▶ Requirement
Starting at the line that has "arm in the photo above." and stopping after the line that has "headscarf in the photo above.", reproduce the listing below exactly; omit everything else.

◆ ◆ ◆ ◆

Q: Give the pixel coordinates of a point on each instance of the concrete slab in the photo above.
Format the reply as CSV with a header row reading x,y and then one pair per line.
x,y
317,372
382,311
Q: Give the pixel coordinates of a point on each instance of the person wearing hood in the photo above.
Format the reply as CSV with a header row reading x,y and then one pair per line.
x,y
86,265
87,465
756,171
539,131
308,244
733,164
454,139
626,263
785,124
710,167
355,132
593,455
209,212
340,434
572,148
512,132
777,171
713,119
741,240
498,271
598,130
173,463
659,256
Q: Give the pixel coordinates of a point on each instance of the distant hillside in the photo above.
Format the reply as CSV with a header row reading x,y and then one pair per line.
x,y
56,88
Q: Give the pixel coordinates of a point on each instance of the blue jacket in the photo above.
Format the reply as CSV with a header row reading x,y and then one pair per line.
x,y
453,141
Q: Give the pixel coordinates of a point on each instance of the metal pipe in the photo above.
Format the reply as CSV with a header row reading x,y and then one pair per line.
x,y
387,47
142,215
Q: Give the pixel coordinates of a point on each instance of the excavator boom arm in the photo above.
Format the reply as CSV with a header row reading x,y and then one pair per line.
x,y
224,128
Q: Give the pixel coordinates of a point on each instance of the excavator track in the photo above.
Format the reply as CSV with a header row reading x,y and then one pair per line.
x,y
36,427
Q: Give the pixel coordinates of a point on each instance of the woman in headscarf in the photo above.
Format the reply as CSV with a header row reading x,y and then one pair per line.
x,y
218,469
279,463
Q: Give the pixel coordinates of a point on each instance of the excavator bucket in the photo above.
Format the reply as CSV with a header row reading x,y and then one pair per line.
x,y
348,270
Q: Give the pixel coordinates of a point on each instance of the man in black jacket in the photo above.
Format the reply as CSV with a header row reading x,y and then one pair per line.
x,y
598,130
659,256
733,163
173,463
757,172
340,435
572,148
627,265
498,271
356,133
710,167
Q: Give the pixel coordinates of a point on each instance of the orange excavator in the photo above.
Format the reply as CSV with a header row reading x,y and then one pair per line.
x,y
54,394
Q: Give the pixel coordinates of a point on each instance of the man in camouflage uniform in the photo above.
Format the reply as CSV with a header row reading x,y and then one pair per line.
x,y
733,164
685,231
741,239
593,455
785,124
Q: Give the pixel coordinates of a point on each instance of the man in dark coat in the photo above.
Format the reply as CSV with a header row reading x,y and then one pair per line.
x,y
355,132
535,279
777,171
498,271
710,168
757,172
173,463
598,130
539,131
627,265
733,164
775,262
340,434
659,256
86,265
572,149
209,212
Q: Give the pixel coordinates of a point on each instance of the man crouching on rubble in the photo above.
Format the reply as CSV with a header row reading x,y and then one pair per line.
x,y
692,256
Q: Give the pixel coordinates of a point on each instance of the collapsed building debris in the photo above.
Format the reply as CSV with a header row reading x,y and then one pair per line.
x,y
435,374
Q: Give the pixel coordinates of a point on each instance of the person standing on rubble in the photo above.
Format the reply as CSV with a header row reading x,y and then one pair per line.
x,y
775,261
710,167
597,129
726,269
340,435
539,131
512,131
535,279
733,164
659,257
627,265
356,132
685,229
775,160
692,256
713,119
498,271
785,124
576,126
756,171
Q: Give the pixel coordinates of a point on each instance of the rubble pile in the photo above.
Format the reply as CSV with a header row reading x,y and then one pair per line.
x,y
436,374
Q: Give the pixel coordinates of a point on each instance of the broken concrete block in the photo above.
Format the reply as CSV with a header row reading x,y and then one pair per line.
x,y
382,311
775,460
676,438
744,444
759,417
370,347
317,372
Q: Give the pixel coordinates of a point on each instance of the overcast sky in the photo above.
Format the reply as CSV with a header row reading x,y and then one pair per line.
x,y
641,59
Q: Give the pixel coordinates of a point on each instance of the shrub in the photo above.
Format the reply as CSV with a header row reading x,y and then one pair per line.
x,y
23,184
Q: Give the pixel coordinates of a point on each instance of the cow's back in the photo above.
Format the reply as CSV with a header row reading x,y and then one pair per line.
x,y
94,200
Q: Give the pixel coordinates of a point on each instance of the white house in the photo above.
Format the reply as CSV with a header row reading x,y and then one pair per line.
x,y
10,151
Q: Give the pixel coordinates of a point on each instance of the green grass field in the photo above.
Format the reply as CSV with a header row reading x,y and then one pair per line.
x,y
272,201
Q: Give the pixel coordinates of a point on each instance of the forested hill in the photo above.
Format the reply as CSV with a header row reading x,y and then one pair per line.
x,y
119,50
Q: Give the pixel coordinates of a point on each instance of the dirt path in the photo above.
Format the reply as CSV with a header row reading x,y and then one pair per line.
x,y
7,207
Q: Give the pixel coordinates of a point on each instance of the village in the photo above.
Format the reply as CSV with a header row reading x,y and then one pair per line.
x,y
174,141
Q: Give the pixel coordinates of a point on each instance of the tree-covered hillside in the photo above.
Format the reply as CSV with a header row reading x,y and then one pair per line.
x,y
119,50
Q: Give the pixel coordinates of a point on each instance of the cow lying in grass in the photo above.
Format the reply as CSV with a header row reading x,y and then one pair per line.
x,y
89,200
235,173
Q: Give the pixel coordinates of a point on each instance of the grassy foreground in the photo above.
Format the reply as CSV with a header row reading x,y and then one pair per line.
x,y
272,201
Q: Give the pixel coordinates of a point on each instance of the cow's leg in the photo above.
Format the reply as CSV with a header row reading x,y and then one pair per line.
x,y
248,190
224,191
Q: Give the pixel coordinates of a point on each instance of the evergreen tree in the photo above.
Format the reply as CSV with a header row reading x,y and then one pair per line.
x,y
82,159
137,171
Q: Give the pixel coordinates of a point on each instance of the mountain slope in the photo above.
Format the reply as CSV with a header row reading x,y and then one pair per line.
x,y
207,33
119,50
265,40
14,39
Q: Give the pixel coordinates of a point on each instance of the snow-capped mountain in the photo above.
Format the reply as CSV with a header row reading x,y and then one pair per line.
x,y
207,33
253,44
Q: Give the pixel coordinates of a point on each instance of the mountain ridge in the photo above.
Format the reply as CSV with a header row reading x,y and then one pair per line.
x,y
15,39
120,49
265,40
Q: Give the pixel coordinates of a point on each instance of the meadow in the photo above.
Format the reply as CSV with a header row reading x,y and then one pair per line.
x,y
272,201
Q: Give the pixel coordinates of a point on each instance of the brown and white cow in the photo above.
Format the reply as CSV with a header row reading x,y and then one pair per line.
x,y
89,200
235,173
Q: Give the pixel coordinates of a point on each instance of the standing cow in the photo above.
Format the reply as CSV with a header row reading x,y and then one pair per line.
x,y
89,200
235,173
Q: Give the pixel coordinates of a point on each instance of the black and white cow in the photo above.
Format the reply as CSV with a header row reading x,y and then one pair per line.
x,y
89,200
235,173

◆ ◆ ◆ ◆

▶ Exercise response
Q: Give the pixel coordinates of a point on each instance of the excavator boom arm in the photo above.
Format the reply as CSV with a header row reading x,y and then one pair per line.
x,y
224,128
Q: Give the pixel coordinates of a point on each instance of the excavator track in the photo above.
Format the reply as CSV with a header row reading x,y and then one pair per line.
x,y
36,427
Q: Give the pixel coordinates of a point on each instance of the woman in headscarf in the photo above.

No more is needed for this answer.